THE DATA: Begin
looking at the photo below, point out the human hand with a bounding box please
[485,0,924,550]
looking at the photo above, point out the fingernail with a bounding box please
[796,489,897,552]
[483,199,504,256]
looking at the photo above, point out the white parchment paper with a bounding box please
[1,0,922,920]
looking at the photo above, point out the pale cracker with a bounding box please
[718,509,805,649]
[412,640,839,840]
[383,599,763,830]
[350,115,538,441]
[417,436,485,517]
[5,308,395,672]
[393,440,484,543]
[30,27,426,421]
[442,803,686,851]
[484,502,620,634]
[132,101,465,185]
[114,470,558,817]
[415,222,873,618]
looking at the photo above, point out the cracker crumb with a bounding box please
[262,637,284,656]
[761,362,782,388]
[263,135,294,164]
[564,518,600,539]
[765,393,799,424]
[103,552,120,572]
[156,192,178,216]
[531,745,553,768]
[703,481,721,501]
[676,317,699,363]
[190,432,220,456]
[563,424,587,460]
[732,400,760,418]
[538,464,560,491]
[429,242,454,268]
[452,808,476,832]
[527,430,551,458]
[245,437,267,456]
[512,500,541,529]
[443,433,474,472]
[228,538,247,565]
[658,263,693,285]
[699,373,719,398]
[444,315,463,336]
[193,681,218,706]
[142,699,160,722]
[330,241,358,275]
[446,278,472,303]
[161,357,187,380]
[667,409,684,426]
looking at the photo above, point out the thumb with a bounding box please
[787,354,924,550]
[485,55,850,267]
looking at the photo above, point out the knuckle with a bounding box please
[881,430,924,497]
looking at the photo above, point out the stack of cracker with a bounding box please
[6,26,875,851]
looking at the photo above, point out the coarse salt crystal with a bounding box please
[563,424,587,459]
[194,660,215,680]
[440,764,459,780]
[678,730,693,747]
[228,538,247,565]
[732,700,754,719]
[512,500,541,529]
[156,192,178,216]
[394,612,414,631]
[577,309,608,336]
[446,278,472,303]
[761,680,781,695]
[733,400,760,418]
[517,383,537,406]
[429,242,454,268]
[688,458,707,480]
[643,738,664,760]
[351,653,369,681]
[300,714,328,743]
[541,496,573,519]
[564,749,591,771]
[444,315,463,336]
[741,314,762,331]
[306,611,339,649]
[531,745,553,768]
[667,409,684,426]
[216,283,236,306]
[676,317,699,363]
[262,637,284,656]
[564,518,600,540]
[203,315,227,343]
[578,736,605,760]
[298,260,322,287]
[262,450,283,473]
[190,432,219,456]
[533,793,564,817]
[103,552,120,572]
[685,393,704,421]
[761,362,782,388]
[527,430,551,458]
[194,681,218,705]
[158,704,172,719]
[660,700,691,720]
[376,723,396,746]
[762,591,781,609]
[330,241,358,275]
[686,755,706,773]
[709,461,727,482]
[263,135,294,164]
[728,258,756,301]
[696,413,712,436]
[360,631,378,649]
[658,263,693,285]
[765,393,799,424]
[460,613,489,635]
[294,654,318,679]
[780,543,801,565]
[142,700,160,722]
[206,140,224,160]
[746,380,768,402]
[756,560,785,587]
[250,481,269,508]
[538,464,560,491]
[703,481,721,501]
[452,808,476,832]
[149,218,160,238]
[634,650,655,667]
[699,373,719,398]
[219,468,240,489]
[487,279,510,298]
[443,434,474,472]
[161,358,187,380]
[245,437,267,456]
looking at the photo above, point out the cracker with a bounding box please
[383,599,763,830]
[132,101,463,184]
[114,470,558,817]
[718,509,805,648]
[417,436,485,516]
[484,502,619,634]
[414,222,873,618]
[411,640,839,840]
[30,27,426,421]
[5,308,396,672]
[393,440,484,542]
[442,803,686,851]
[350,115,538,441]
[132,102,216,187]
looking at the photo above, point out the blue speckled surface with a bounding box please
THE DATA: End
### [BRIEF]
Go through the data and return every record exactly.

### [TASK SOLUTION]
looking at the photo below, point out the human hand with a bounding box please
[485,0,924,550]
looking at the photo above, point out the fingernail with a bounding box please
[796,489,897,552]
[483,199,504,256]
looking at the photo above, point out the white parchment paper with a bounding box please
[1,0,922,920]
looking at the photo above, point out the pale cracker with a bounding box please
[718,509,805,649]
[412,640,839,840]
[383,599,763,830]
[350,115,538,441]
[417,436,485,517]
[5,308,395,672]
[393,440,484,543]
[30,27,426,421]
[442,803,686,851]
[484,502,620,634]
[132,101,465,185]
[114,470,558,817]
[415,222,873,618]
looking at the photo above, point out the cracker crumb with a bounding box please
[262,637,284,656]
[761,362,782,388]
[263,135,294,164]
[564,518,600,539]
[765,393,799,424]
[103,552,120,572]
[156,192,178,216]
[531,745,553,768]
[703,481,721,501]
[676,317,699,363]
[190,432,220,456]
[563,424,587,460]
[732,400,760,418]
[538,464,560,491]
[429,242,454,268]
[452,808,476,832]
[527,430,551,458]
[245,437,267,456]
[512,500,541,529]
[443,433,474,472]
[228,538,247,565]
[658,263,693,285]
[699,373,719,398]
[444,315,463,336]
[193,681,218,706]
[142,699,160,722]
[330,241,358,275]
[446,278,472,303]
[161,357,187,380]
[667,409,684,426]
looking at the photo above, point out the thumb with a bounding box please
[787,354,924,550]
[485,55,850,267]
looking at the photo above, point out the knuckle with a bounding box please
[881,430,924,497]
looking at the photo above, point out the stack of cracker with a bounding box please
[6,26,875,851]
looking at the photo above, point out the coarse salt crystal with a bounding box please
[563,424,587,459]
[194,660,215,680]
[440,764,459,780]
[678,730,693,747]
[228,538,247,565]
[732,700,754,719]
[512,500,541,529]
[156,192,178,216]
[394,612,414,631]
[577,309,608,336]
[446,278,472,303]
[761,680,781,695]
[733,400,760,418]
[517,383,537,406]
[429,242,454,268]
[688,458,707,480]
[643,738,664,760]
[351,653,369,681]
[300,714,328,743]
[541,496,573,519]
[564,749,591,771]
[444,315,463,336]
[741,314,762,331]
[306,611,339,649]
[531,745,553,768]
[667,409,684,426]
[216,283,236,306]
[676,317,699,363]
[262,637,284,656]
[564,518,600,540]
[203,315,227,343]
[578,736,605,760]
[298,260,322,287]
[262,450,283,473]
[190,432,219,456]
[533,793,564,817]
[103,552,120,572]
[685,393,704,421]
[761,362,782,388]
[527,430,551,458]
[194,681,218,705]
[158,704,172,719]
[660,700,691,720]
[376,723,396,746]
[762,591,781,609]
[330,241,358,275]
[686,755,706,773]
[709,461,727,482]
[263,135,294,164]
[728,258,756,301]
[696,413,712,436]
[360,631,378,649]
[658,263,693,285]
[765,393,799,424]
[460,613,489,635]
[294,654,318,679]
[780,543,801,565]
[142,700,160,722]
[206,140,224,160]
[746,380,768,402]
[756,560,785,587]
[250,481,269,508]
[538,464,560,491]
[703,481,721,501]
[452,808,476,832]
[149,218,160,238]
[634,650,655,667]
[699,373,719,398]
[219,468,240,489]
[487,279,510,298]
[443,434,474,472]
[161,358,187,380]
[245,437,267,456]
looking at the photo above, point out the cracker with a bounding box please
[383,599,763,830]
[132,101,463,184]
[114,470,558,817]
[718,509,805,648]
[417,436,485,516]
[484,502,619,634]
[414,222,873,618]
[411,640,839,840]
[30,27,426,421]
[5,308,396,672]
[393,440,484,542]
[442,803,686,851]
[350,115,538,441]
[132,102,216,187]
looking at the photo above, point out the blue speckled surface with a bounding box please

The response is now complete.